# [Task objective]
Please rename "mountain" to "hill" throughout the records below and write them out again with nothing else changed. Leave the pictures out of your answer.
═══ Data shown
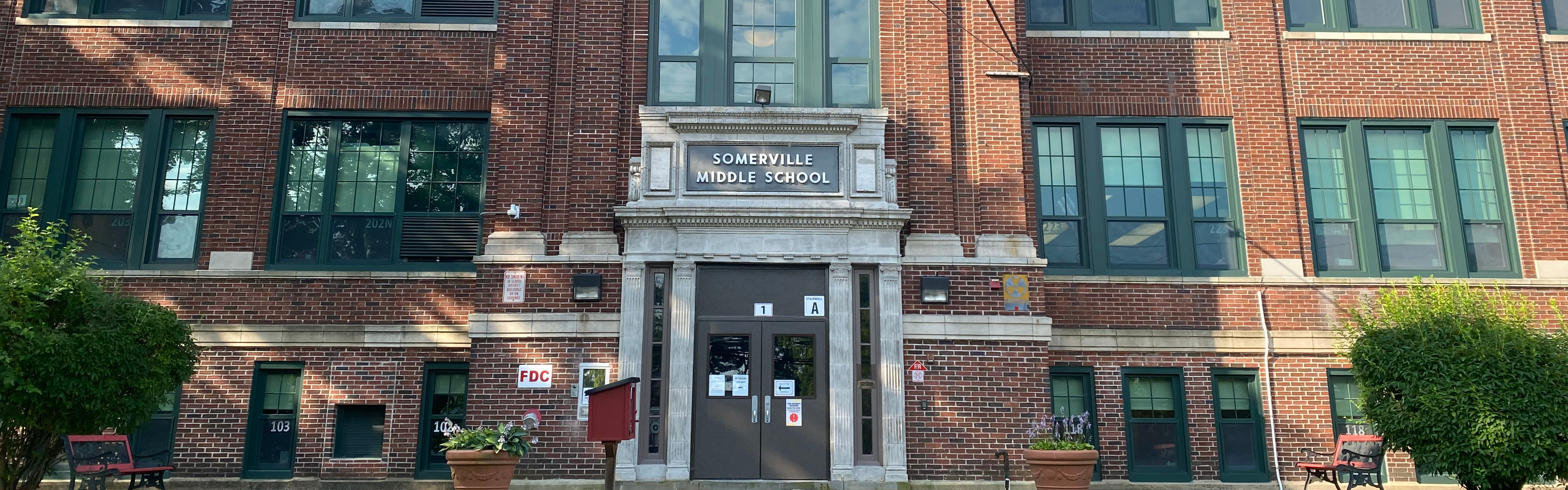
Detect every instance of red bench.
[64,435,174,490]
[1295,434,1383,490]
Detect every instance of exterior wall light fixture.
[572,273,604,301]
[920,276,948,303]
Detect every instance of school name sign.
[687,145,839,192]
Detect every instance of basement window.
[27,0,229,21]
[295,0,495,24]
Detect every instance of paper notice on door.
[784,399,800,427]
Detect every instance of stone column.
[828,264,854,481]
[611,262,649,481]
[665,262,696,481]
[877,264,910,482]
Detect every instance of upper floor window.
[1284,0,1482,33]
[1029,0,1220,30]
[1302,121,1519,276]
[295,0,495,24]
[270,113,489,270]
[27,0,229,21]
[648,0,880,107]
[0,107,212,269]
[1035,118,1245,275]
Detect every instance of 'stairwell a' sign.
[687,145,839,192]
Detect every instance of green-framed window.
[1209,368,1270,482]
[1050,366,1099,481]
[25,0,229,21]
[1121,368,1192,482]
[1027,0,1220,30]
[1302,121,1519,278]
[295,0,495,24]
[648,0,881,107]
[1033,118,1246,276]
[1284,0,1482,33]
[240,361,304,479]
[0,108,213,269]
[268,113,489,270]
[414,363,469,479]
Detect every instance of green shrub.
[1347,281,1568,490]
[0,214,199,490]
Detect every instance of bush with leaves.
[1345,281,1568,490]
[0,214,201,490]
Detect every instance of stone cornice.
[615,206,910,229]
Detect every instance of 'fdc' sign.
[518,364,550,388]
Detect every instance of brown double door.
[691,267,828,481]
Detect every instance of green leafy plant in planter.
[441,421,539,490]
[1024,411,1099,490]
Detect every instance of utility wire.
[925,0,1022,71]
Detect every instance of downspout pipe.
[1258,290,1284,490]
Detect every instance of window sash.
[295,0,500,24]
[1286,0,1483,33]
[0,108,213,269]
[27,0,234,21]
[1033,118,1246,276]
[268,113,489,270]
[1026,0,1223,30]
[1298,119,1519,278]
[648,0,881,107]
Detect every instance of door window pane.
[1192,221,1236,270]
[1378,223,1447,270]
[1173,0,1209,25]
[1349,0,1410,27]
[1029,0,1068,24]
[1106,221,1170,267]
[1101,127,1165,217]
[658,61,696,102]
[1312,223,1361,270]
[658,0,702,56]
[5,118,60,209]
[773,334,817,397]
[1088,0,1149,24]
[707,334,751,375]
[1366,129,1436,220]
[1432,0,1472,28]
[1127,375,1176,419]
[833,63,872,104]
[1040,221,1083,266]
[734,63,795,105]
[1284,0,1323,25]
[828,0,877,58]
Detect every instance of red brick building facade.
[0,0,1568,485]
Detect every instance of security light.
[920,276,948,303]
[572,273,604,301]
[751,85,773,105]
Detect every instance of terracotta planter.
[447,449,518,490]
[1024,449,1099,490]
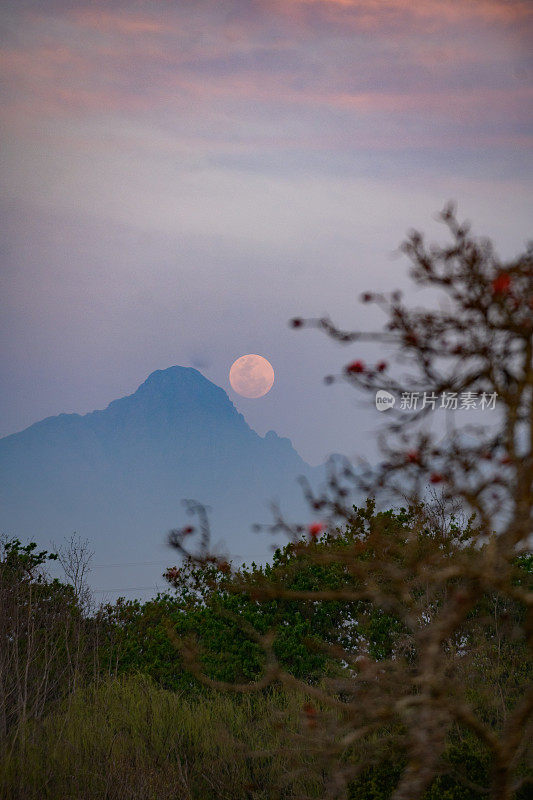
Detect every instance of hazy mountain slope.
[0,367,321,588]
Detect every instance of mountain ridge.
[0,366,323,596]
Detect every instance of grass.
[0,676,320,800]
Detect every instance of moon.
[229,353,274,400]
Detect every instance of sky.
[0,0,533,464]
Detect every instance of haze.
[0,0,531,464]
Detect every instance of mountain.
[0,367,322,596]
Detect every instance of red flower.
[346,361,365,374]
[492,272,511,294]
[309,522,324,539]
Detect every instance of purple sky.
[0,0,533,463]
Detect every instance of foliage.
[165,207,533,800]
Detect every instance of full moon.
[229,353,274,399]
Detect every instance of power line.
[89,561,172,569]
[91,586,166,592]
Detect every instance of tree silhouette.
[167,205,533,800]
══════
# [Finished task]
Detect every instance of red bench.
[64,435,174,490]
[1295,434,1383,490]
Detect every instance of exterior wall light fixture.
[572,273,604,301]
[920,276,948,303]
Detect every instance of school name sign.
[687,145,839,192]
Detect every instance of basement window.
[27,0,229,21]
[295,0,495,24]
Detect every instance of paper notice on door.
[784,399,800,427]
Detect every instance of stone column.
[828,264,854,481]
[611,262,649,481]
[665,262,696,481]
[877,264,910,482]
Detect every instance of upper floor window.
[1284,0,1482,33]
[1029,0,1220,30]
[1302,121,1519,276]
[295,0,495,24]
[270,113,489,270]
[27,0,229,21]
[648,0,880,107]
[0,107,212,269]
[1035,118,1245,275]
Detect every instance of 'stairwell a' sign.
[687,145,839,192]
Detect every instance of green-framed window.
[1209,368,1270,482]
[1050,366,1099,481]
[25,0,229,21]
[1121,368,1192,482]
[1027,0,1220,30]
[1302,121,1519,278]
[295,0,495,24]
[648,0,881,107]
[1033,118,1246,276]
[1284,0,1482,33]
[240,361,304,479]
[0,108,213,269]
[268,113,489,270]
[414,363,469,479]
Detect every instance of green shrub.
[1347,281,1568,490]
[0,214,199,490]
Detect every instance of bush with leaves.
[1345,281,1568,490]
[0,214,201,490]
Detect every instance of stone cornice.
[615,206,910,229]
Detect every instance of 'fdc' sign.
[518,364,550,388]
Detect every instance of brown double door.
[691,267,828,481]
Detect every instance of green leafy plant in planter.
[441,421,539,490]
[1024,411,1099,490]
Detect every instance of utility wire.
[925,0,1022,71]
Detect every instance of downspout pipe.
[1258,290,1284,490]
Detect every instance of window sash.
[295,0,500,24]
[1286,0,1483,33]
[0,108,213,269]
[27,0,234,21]
[1033,118,1246,276]
[268,113,489,270]
[1026,0,1223,30]
[1298,119,1519,278]
[648,0,881,107]
Detect every instance of door window pane.
[1192,221,1236,270]
[1378,223,1447,270]
[1173,0,1209,25]
[1349,0,1410,27]
[1029,0,1068,24]
[1106,221,1170,267]
[1101,127,1165,217]
[658,61,696,102]
[1312,223,1361,270]
[658,0,702,56]
[5,118,60,209]
[773,334,817,397]
[1088,0,1149,24]
[707,334,751,375]
[1366,129,1436,220]
[1432,0,1472,28]
[1127,375,1176,419]
[833,63,872,104]
[1040,221,1083,266]
[734,63,795,105]
[1284,0,1323,25]
[828,0,877,58]
Detect every instance of red brick building facade.
[0,0,1568,485]
Detect every instance of security light.
[920,276,948,303]
[572,273,604,301]
[751,85,773,105]
Detect every instance of terracotta planter.
[447,449,518,490]
[1024,449,1099,490]
Detect every instance of hazy hill slope.
[0,367,321,588]
Detect every instance of hill ridge.
[0,366,323,596]
Detect every instance of grass.
[0,676,320,800]
Detect every instance of moon.
[229,353,274,400]
Detect every instance of sky.
[0,0,533,464]
Detect every instance of haze.
[0,0,531,464]
Detect every instance of hill.
[0,367,322,596]
Detect every instance of red flower.
[346,361,365,374]
[492,272,511,294]
[309,522,324,539]
Detect every instance of purple sky.
[0,0,533,463]
Detect every instance of foliage.
[165,207,533,800]
Detect every instance of full moon.
[229,353,274,399]
Detect every instance of power line.
[89,561,172,569]
[91,586,166,592]
Detect every instance of tree silhouette.
[167,205,533,800]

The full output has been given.